[Excerpted passage — start]

The brute-force reference lives in `tests/brute_wick.py` — ~300 lines,
**zero imports from `sft_wick`**, using only `itertools`, `fractions`,
and `collections`.  It is the ground truth against which every
`sft_wick` output is tested.

---

## Phase 1 — test matrix

| ID  | Scope                              | Module under test                                              |
|-----|------------------------------------|----------------------------------------------------------------|
| T1  | pairing enumeration count          | `wick.generate_valid_pairings`                                 |
| T2  | per-pairing vanishing rules        | `wick`, `propagators.contract_pair`, Itô, causal DFS           |
| T3  | operator-level Wick sum            | `wick.wick_contract`                                           |
| T4  | spatial multiplicity               | `wick._compute_multiplicity`, symmetry factor formula          |
| T5  | engine agreement (op vs spatial)   | hybrid engine, `_enumerate_component_routings`                 |
| T6  | Taylor / multinomial prefactor     | `perturbation.compute_moment` prefactor assembly               |
| T7  | response phase $(-i)^{n_R}$        | `expressions.apply_response_phase`, `DiagramTerm`              |
| T8  | canonical-form agreement           | `simplify._canonical_diagram_form`, `_canonical_key_nauty`     |
| T9  | diagram-collection soundness       | `simplify.collect_by_diagram`, `_match_propagators_after_spatial` |
| T10 | individual simplification passes   | `simplify._flatten`, `_absorb_rationals`, `_eliminate_zeros`   |
| T11 | non-local vertex instantiation     | `Vertex(local=False)`, `VertexInstance.instantiate`            |
| T12 | KK vanishing by leg count          | `wick_contract_spatial`, leg-count check                       |
| T13 | FK coupling-sum collapse           | `DiagramTerm.evaluate_coupling`, summation index handling      |
| T14 | α=0 regression                     | whole pipeline, consistency check                              |
| T15 | N-invariance of spatial topology   | `wick_contract_spatial` factors spatial ≠ component            |
| T16 | summation-index dimensions scale with N | `DiagramTerm.summation_indices` bookkeeping                |
| T17 | hand-computed ``evaluate_coupling`` at N=2 | `DiagramTerm.evaluate_coupling`, coupling-sum collapse      |
| T18 | sparse F vanishing pattern         | component-index routing through vertices                       |
| T19 | engine agreement at N ∈ {2, 3}     | `_enumerate_component_routings`                                |
| T20 | FK selection rule at N=3           | `Vertex(local=False)` + coupling-sum collapse at N>2           |
| T21 | non-iso ↔ iso consistency          | full `R_{ij}`/`C_{ij}` evaluation contracts back to iso scalar  |

### Key numerical outcomes (Case A, order 2)

[Excerpted passage — finish]
[Records — start]

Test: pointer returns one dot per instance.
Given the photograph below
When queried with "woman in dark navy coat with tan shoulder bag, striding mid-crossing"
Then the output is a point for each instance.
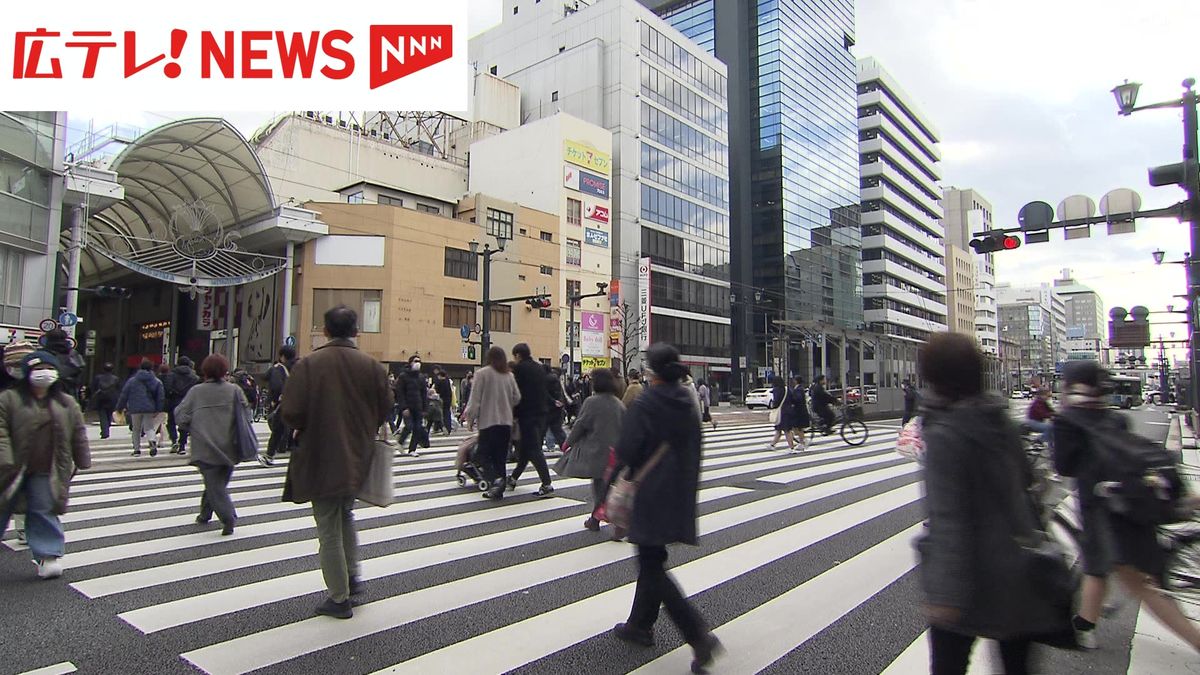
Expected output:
(665, 507)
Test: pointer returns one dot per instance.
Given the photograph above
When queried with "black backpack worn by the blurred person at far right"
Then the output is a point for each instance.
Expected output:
(1141, 479)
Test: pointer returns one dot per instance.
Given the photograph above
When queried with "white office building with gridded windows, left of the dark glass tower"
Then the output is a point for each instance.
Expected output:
(616, 65)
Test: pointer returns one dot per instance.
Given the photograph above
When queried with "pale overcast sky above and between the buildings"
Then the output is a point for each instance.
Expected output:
(1021, 93)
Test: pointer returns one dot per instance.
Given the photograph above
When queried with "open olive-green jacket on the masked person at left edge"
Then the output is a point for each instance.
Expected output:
(71, 451)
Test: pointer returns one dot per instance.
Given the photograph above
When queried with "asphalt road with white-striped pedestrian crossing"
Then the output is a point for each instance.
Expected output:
(805, 566)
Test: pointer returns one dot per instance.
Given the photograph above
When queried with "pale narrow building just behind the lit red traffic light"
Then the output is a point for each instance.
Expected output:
(968, 213)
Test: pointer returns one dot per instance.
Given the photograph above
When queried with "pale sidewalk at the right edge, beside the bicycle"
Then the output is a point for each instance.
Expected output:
(1155, 649)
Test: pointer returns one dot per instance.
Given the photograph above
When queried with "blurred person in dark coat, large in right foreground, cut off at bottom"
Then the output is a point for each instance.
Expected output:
(971, 560)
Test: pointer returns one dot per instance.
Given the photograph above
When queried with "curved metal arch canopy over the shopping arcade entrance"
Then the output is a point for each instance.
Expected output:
(191, 187)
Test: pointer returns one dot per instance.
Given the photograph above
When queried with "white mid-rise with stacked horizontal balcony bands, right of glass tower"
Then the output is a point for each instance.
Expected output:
(904, 254)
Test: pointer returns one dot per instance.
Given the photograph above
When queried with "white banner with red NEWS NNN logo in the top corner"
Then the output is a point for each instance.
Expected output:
(236, 56)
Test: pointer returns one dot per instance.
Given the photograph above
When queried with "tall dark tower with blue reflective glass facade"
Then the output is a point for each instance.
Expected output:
(794, 160)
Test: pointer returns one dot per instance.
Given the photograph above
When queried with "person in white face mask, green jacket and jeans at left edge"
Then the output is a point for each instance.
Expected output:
(43, 444)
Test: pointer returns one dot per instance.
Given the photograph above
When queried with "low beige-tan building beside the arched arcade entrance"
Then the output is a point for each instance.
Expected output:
(415, 283)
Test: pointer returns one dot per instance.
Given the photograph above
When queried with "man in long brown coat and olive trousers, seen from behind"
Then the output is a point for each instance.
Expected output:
(338, 399)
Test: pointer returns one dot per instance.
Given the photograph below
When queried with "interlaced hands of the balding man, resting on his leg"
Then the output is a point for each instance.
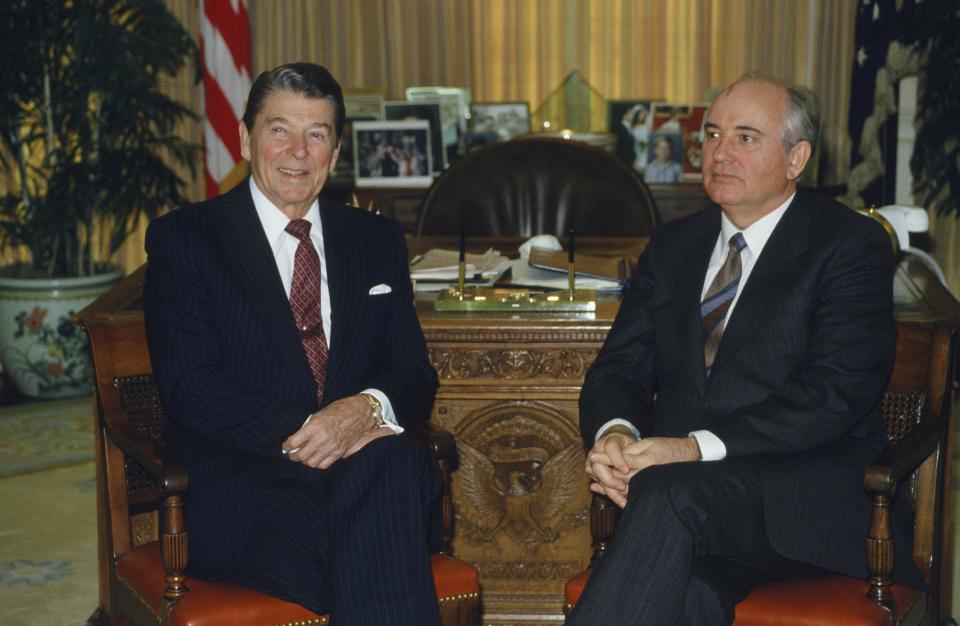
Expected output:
(617, 457)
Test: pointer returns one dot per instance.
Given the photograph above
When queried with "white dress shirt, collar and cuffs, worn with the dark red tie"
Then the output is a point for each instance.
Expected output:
(284, 246)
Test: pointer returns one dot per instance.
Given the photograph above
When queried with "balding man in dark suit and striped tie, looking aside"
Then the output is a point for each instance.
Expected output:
(734, 406)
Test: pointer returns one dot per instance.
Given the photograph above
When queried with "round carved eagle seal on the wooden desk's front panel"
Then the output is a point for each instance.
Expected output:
(520, 467)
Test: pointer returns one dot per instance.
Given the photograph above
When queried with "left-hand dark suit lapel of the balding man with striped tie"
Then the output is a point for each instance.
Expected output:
(689, 284)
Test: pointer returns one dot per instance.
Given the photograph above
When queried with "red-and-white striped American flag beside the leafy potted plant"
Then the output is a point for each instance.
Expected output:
(225, 46)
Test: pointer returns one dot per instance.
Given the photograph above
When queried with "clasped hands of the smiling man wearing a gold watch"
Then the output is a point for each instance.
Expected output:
(334, 432)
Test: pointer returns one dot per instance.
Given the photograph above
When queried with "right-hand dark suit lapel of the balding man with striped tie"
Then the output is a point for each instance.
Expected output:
(772, 271)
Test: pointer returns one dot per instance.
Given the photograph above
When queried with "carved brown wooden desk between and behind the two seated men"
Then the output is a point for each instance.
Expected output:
(508, 392)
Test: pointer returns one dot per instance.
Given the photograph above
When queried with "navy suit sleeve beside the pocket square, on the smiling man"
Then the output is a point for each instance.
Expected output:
(404, 372)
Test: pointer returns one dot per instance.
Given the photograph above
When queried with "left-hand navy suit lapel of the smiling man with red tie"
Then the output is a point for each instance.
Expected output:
(246, 249)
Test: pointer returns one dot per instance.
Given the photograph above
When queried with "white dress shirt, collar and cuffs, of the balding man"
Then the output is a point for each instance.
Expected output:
(756, 235)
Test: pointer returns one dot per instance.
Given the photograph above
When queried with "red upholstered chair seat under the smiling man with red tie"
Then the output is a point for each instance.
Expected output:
(226, 604)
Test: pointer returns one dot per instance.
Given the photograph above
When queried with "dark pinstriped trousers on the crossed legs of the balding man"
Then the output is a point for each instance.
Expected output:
(689, 545)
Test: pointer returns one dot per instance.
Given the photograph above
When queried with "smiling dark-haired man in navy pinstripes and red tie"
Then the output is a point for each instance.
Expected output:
(289, 360)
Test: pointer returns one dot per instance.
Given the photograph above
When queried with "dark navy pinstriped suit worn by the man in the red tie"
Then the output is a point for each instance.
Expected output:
(235, 383)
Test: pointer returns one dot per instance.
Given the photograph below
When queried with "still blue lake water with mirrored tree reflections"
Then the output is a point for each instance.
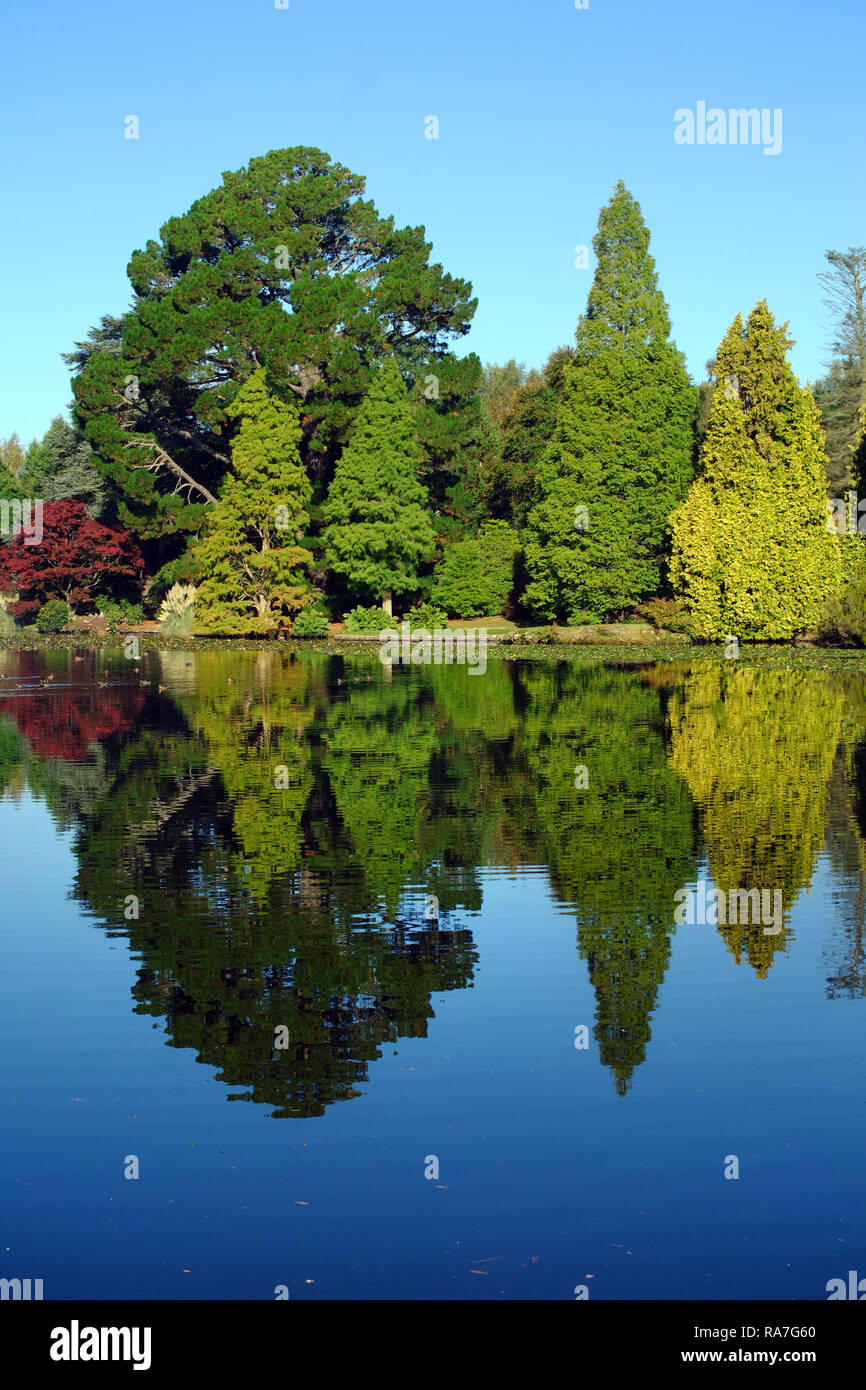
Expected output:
(313, 946)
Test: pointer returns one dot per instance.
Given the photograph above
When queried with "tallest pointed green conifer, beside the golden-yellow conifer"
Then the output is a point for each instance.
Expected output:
(621, 458)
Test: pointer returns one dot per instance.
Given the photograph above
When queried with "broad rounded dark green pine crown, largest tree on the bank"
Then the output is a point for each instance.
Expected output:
(286, 265)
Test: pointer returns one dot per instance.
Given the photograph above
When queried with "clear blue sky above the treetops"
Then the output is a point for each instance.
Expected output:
(543, 108)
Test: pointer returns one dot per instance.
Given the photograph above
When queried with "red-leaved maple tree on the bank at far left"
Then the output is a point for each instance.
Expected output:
(76, 561)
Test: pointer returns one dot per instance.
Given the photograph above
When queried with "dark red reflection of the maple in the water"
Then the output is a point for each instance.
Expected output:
(60, 723)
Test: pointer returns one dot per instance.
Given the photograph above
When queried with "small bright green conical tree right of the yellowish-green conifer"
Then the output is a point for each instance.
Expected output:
(380, 529)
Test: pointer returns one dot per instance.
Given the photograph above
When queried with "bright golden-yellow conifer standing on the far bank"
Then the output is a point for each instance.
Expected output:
(753, 553)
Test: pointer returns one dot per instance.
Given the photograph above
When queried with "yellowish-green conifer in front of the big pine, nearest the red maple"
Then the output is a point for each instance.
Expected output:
(252, 569)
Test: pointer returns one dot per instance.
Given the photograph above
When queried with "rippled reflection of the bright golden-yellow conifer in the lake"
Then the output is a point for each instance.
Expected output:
(757, 750)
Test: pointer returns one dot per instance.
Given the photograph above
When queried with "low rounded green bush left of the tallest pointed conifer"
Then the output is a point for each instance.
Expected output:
(475, 579)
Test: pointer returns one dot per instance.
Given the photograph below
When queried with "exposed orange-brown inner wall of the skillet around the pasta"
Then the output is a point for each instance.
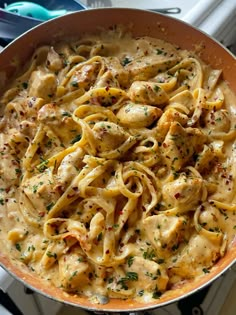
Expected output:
(13, 58)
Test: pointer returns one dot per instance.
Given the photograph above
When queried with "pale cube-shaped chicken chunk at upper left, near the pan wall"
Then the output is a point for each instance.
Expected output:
(42, 84)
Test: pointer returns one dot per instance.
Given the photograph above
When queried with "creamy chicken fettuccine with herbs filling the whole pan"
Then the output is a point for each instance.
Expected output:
(117, 166)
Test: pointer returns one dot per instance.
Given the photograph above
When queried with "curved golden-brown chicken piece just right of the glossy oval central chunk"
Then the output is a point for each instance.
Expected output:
(169, 116)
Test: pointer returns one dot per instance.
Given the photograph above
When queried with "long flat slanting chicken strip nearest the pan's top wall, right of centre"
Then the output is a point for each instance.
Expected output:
(147, 67)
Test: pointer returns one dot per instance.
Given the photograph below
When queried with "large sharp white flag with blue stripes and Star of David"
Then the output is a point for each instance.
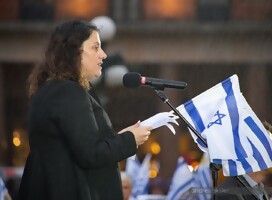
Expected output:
(235, 136)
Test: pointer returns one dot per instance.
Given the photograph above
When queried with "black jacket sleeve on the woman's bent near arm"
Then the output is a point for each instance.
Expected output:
(73, 114)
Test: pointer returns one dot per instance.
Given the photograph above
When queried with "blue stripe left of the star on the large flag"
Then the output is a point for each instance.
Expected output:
(196, 118)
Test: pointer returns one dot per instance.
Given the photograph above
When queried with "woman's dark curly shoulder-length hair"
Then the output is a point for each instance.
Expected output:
(62, 59)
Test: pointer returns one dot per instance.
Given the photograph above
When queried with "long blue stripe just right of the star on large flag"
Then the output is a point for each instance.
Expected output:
(234, 117)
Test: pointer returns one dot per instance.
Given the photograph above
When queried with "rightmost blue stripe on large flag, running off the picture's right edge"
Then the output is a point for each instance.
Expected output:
(260, 134)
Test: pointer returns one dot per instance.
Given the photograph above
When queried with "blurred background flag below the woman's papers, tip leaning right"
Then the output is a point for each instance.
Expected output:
(141, 178)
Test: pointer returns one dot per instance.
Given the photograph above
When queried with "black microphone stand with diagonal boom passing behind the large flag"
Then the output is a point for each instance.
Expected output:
(213, 167)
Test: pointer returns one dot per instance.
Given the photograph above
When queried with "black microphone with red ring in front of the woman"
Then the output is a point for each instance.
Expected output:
(134, 80)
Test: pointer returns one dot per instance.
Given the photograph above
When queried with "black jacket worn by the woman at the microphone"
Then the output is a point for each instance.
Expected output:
(74, 151)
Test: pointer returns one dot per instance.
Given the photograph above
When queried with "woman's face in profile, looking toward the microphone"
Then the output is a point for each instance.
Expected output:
(92, 57)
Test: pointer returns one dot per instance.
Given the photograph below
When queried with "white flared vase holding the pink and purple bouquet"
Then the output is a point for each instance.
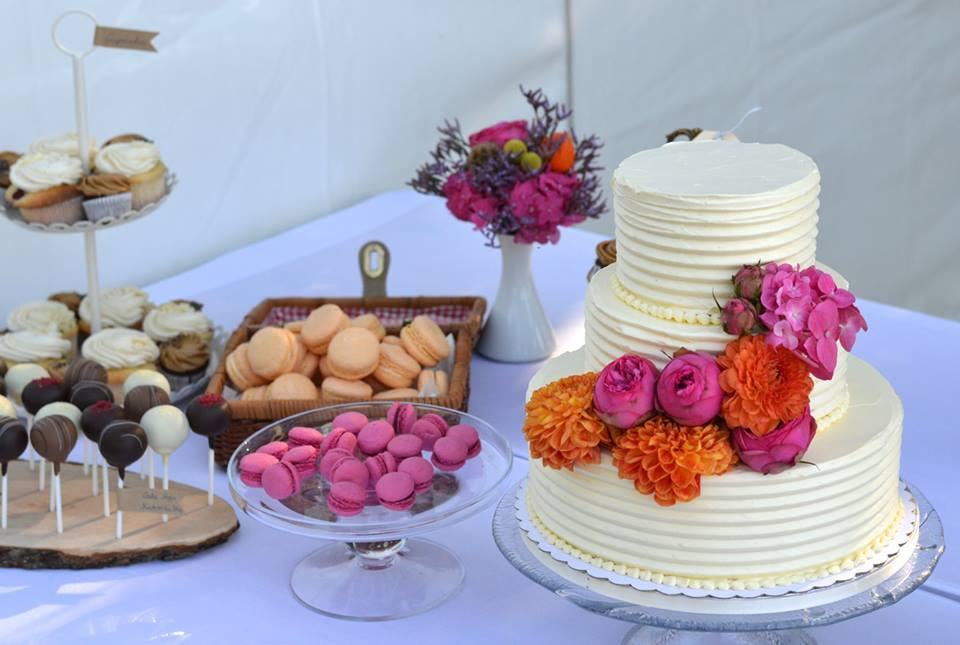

[Records — finish]

### What the exercise asks
Return the part of the test-matrix excerpt between "The brute-force reference" and "output is tested.", inclusive. The listing has no connection to the test-matrix excerpt.

### Worked solution
The brute-force reference lives in `tests/brute_wick.py` — ~300 lines,
**zero imports from `sft_wick`**, using only `itertools`, `fractions`,
and `collections`.  It is the ground truth against which every
`sft_wick` output is tested.